Instructions to follow -
The listing below must be given again in full, exactly.

Supplied material -

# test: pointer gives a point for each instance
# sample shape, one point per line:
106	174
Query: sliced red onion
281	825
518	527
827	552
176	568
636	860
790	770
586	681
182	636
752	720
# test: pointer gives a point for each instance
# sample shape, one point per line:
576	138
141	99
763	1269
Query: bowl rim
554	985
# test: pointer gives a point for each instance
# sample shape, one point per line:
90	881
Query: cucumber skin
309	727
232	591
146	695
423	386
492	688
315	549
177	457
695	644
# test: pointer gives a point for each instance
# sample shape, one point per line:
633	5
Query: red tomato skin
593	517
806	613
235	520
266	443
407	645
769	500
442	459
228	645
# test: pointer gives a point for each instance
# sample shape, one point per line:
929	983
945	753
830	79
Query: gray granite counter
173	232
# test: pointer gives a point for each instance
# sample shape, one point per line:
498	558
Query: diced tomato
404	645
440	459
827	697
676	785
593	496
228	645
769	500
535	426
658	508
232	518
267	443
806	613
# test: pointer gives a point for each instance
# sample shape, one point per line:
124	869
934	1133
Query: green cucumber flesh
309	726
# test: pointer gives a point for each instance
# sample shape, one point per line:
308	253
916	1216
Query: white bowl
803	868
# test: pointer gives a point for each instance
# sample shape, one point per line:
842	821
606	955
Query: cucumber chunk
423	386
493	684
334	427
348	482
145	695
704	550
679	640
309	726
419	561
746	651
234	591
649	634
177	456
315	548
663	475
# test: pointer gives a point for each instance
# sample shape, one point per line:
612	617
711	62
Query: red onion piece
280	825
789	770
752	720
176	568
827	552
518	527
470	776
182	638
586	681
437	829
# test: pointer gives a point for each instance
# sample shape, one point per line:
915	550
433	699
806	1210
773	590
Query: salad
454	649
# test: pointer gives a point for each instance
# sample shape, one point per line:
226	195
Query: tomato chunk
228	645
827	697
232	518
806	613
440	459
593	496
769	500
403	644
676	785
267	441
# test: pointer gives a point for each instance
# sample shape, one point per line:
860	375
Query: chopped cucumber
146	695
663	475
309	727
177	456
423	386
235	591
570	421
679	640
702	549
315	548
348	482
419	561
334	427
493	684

Answer section -
# test: pointer gives a point for each instance
# sample shape, one point per line:
106	174
Query: sliced red onion
281	825
518	527
827	552
176	568
636	860
790	770
586	681
182	636
752	720
# test: pointer gives a point for each instance
# sample shape, one point per line:
576	138
141	99
763	1269
Query: bowl rim
554	985
# test: pointer gives a point for each instance
# sample shape, one point per line:
90	881
Query: cucumber skin
309	727
232	591
146	695
423	386
492	688
315	549
177	457
695	644
# test: pointer gives a point for each instance
# sample shape, one point per line:
633	5
Query: red tomato skin
593	517
806	613
235	520
266	443
407	645
769	500
442	459
228	645
# test: pointer gives a point for each instance
# sample shape, one point per line:
929	983
945	753
830	79
Query: gray granite counter
173	232
# test: pointer gives a point for each instance
# sample shape, one point per line:
498	558
Query: diced tomato
404	645
440	459
827	697
676	785
593	496
228	645
769	500
535	426
658	508
232	518
267	443
806	613
# test: pointer gives a point for each instance
# sample shape, one point per line:
124	869
934	1133
Query: green cucumber flesh
309	726
# test: pointer gives a point for each instance
# sample shape, one point per line:
308	253
916	1216
Query: white bowl
803	868
# test: pointer gives a point for each instance
# sample shape, one point per line:
842	821
606	955
Query: cucumber chunk
423	386
493	684
334	427
348	482
145	695
704	550
679	640
309	726
419	561
746	651
234	591
649	634
177	456
315	548
663	475
# test: pointer gives a point for each instance
# sample shape, one point per line:
612	617
711	62
Query: red onion piece
280	825
789	770
752	720
176	568
827	552
518	527
470	776
182	638
586	681
437	829
# test: pointer gives a point for each instance
# sample shape, one point per line:
915	550
433	699
806	1210
773	590
Query: salad
454	649
# test: pointer gives a point for each instance
# sample shape, one point per line:
226	195
Query: tomato chunk
228	645
827	697
232	518
806	613
440	459
593	496
769	500
403	644
676	785
267	441
# test: pointer gives a point for each instance
# sample shape, one point per line:
860	375
Query: chopped cucumber
146	695
663	475
309	727
177	456
423	386
235	591
570	421
679	640
702	549
315	548
348	482
419	561
334	427
493	684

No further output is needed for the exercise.